[DOCUMENT SEGMENT — start]

My biggest challenge is not smoking while I'm sitting at the computer. To remedy this, I've left my cigarettes in my car. I like spending time on the computer and I need to focus on my writing, so having the cigarettes "far" away will help me to do that while at the same time break me of my dependence on them. Sounds good in theory, I just gotta stick to my guns and make it last.

Good luck to anyone who's trying to quit. It's not an easy task.
 
Psychosis:eek:, I hope not but yes, there is a sense of unreality for me at times. At night I have been wakeful and then in the morning sometimes a little confused as to whether a particularly vivid dream was real.

I missed a dose two days ago and the next day bought a pack. Damn, damn, damn! I was doing great, it’s absolutely true, the earlier posts here about finding that mindset that says “I am not a smoker.” It does work as long as you can keep your head in that place. For now the crisis is over but I worry how I am going to handle it when I stop taking it (the pills, I mean.)

Starting week three…wish me luck.

Good luck on week three.

[DOCUMENT SEGMENT — finish]

QUESTIONS ->
[a] Copy the passage of the quit-smoking thread from "Psychosis:eek:, I hope" to "pills, I mean.)".
[b] Pick up the thread about quitting smoking after its last post and continue it.

[RECORDED INFORMATION — start]

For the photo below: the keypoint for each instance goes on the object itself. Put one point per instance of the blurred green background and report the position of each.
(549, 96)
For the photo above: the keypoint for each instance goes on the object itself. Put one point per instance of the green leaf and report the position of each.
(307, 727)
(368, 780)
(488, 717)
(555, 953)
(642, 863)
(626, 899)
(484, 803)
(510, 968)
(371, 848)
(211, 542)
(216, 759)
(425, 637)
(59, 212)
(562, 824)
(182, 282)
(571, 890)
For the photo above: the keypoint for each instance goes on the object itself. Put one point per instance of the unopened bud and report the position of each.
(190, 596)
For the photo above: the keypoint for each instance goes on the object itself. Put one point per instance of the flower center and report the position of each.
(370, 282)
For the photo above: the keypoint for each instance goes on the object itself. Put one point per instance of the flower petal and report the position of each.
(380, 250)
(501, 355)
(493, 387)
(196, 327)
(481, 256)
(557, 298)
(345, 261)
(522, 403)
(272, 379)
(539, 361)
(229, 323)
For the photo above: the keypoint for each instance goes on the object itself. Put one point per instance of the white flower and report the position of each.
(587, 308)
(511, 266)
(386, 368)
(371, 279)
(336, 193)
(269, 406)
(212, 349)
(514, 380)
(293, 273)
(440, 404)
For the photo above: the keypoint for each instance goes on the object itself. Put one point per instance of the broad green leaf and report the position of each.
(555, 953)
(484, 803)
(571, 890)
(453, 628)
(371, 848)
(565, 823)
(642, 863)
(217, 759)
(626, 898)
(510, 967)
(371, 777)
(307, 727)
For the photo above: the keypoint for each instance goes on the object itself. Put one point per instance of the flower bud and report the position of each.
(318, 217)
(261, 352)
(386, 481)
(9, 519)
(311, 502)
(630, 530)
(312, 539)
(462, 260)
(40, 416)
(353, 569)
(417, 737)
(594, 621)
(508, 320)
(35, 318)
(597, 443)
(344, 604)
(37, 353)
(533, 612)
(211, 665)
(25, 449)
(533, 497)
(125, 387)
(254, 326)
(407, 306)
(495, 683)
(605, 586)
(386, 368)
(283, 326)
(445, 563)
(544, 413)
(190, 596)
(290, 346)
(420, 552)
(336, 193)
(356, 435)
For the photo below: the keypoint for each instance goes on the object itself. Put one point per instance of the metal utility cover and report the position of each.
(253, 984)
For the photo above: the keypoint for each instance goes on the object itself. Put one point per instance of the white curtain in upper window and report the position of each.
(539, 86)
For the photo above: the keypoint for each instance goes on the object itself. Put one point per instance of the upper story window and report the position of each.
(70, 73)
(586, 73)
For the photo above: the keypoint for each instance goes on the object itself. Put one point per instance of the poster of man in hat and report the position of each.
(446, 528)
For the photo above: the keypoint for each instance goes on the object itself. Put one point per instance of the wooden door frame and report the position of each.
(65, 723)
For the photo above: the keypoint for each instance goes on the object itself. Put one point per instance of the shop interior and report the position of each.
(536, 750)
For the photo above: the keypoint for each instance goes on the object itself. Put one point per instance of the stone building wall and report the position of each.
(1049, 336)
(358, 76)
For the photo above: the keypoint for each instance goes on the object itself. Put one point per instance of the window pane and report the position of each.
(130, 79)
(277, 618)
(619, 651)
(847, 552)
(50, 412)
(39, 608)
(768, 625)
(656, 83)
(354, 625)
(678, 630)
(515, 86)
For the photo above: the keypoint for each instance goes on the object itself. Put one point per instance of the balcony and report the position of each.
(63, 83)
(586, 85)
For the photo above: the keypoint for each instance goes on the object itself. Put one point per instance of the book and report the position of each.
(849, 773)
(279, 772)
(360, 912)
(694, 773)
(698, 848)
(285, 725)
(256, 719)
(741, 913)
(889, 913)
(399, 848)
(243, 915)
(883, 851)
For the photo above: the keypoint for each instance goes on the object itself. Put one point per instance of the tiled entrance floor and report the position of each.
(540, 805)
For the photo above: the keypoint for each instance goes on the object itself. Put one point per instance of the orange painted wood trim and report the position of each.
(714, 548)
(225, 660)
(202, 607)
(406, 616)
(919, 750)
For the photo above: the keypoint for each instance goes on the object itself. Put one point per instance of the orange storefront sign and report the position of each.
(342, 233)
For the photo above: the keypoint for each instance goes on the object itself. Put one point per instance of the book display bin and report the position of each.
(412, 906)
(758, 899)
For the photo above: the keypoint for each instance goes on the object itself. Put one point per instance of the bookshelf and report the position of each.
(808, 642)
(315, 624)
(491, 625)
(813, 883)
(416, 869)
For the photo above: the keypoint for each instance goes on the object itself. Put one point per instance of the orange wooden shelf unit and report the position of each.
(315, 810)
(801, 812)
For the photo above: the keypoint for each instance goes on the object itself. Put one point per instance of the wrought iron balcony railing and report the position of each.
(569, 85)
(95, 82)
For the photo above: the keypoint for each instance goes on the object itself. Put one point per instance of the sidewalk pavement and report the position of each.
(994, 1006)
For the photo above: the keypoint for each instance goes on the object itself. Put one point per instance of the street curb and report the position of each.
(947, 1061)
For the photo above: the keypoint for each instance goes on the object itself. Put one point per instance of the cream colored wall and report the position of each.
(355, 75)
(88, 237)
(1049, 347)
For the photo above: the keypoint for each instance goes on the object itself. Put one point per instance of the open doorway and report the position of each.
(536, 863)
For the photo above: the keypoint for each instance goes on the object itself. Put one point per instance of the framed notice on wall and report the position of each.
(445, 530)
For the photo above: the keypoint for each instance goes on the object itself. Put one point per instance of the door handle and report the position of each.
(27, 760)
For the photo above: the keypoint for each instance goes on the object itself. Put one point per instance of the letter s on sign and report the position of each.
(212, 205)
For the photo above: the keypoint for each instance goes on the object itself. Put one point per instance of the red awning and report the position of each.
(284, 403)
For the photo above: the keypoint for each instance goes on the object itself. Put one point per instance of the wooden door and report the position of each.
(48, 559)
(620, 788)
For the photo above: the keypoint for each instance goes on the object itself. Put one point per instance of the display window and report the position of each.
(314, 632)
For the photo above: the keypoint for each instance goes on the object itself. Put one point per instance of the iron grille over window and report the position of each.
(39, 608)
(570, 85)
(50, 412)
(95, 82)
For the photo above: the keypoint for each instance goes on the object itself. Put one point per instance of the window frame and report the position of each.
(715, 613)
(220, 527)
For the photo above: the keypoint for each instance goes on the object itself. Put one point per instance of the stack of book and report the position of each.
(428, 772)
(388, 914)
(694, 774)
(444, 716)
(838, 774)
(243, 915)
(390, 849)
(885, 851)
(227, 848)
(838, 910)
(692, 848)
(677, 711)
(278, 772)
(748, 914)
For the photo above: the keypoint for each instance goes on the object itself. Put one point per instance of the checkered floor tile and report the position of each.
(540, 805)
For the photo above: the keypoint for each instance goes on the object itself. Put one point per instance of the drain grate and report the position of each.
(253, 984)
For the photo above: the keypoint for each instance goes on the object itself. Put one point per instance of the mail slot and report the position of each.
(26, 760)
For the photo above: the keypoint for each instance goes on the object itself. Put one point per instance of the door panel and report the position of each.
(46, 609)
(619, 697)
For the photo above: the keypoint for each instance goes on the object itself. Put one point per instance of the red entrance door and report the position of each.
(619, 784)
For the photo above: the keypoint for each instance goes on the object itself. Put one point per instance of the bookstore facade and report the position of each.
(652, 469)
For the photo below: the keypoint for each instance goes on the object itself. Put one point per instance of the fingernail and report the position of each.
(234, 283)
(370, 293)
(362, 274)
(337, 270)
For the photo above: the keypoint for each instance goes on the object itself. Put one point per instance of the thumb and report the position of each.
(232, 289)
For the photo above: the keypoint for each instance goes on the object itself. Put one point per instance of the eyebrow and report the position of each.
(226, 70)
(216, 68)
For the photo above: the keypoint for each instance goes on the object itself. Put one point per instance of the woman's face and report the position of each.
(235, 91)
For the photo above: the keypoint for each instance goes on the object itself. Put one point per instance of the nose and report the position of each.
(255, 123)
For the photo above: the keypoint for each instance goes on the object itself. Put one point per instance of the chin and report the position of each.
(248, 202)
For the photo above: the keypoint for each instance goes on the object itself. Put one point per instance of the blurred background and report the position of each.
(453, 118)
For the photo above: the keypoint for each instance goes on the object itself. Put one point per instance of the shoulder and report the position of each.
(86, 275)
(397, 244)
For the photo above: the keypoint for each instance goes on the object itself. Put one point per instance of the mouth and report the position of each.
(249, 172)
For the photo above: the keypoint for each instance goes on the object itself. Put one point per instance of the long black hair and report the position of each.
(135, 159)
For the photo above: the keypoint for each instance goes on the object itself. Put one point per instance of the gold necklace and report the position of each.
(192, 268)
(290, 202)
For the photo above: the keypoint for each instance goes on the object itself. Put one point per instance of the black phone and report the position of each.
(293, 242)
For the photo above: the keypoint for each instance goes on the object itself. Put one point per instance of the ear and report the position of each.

[RECORDED INFORMATION — finish]

ANSWERS BY ITEM ->
[a]
Psychosis:eek:, I hope not but yes, there is a sense of unreality for me at times. At night I have been wakeful and then in the morning sometimes a little confused as to whether a particularly vivid dream was real.

I missed a dose two days ago and the next day bought a pack. Damn, damn, damn! I was doing great, it’s absolutely true, the earlier posts here about finding that mindset that says “I am not a smoker.” It does work as long as you can keep your head in that place. For now the crisis is over but I worry how I am going to handle it when I stop taking it (the pills, I mean.)

[b]
As far as slipping goes, many of us do. I had quit several times before this final time, and had relapses. The question is, really, are you READY to quit? If you are, and you backslide then you can bounce back with support. I think you are ready to quit. You have it in you. You can post to an erotica site and have hundreds (thousands?) of readers judge your work. that takes guts and to do it again takes determination. the very fact that you are here says you have that in spades. You just need help weening yourself off of a drug. There is no shame in slipping. If you slip and fall, then okay. It happens to all of us. the shame is in not getting back up. If you go back to smoking and just say 'it's too hard to quit', then I will feel the need to say something. But you can quit. You can do this.

You are no longer a smoker. What you are is someone willing to take their life back. So, good luck with week three. I support you and I hope that all goes well. I will be looking into see how it went and what you plan on doing for week four.
 
Chantix was prescribed for my smoking habit but I just ignored the treatment after reading the side effects and later hearing, on the news in several different places of the increased suicide rate and terrific psychological side effects of the drug.

I stumbled across this: http://nosmokecigarettes.net/knight-sticks-electronic-cigarette-™-stop-smoking-today/

used the promo code nosmoke and bought a free trial, e cigarettes, something new that I had not heard of and perhaps others have not either.

Good luck...I am curious to see how it works...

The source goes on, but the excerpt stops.